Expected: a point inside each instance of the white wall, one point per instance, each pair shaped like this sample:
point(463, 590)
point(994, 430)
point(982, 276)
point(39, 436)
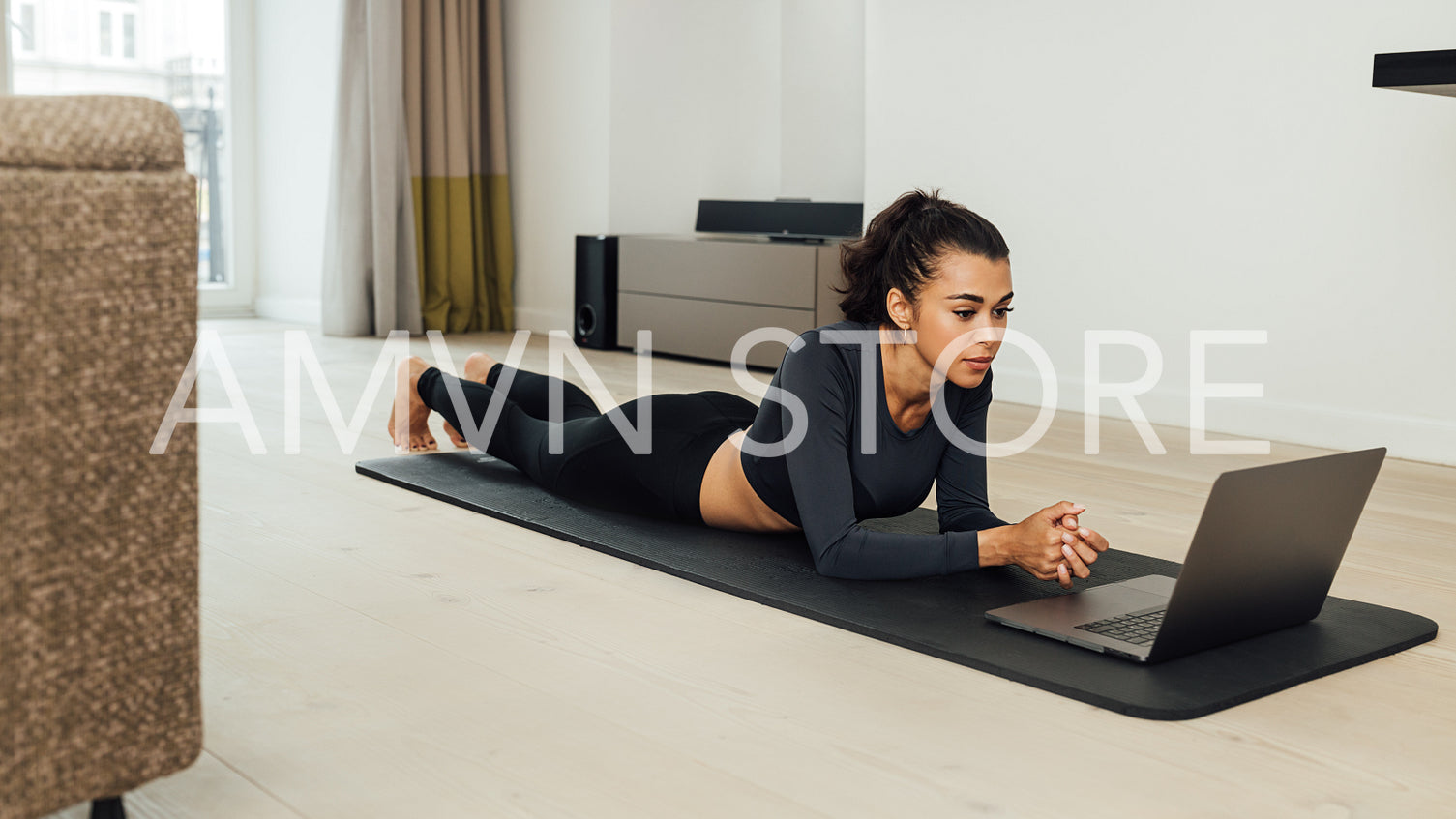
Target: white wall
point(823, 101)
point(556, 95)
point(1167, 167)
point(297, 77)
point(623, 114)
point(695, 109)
==
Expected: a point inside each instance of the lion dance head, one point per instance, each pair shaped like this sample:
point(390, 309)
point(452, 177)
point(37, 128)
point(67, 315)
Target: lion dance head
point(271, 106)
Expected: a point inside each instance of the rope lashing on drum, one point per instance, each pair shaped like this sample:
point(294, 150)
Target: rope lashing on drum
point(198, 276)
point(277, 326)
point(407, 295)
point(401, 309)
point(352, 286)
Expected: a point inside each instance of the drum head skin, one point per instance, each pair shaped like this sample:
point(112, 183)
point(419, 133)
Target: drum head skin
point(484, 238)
* * *
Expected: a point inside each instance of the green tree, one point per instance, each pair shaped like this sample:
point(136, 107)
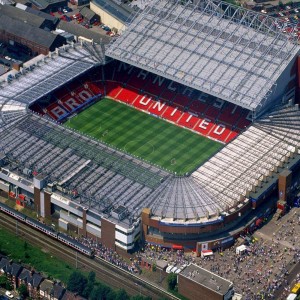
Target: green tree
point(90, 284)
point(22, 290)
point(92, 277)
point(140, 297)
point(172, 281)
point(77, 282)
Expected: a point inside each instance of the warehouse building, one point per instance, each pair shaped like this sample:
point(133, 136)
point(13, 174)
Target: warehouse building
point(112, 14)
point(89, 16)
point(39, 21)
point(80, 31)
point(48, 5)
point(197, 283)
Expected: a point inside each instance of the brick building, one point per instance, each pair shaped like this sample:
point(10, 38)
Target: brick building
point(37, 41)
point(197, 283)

Exercise requirements
Whenever the string "like" shows up in a line of the records, copy that line.

Written response
Expected: a point inside each instance of the white wall, one point per instance, each pair shaped like this sample:
Expected: a point inside each instance of the lion dance head, one point per instance, each pair shaped like this sample:
Expected: a point inside each instance of the rope lashing on drum, one point per instance, each pair shaped like this sample:
Expected: a point inside each instance of the drum head skin, one point per instance, each pair shaped like this sample:
Expected: a point inside each instance of the green tree, one point per instance, each pair shaped like this sample:
Expected: a point inside each instance of the warehouse building, one point per instance, each pair shaped like this sample:
Expected: a point inside each instance of the brick building, one point per instance, each pair shaped like this sample:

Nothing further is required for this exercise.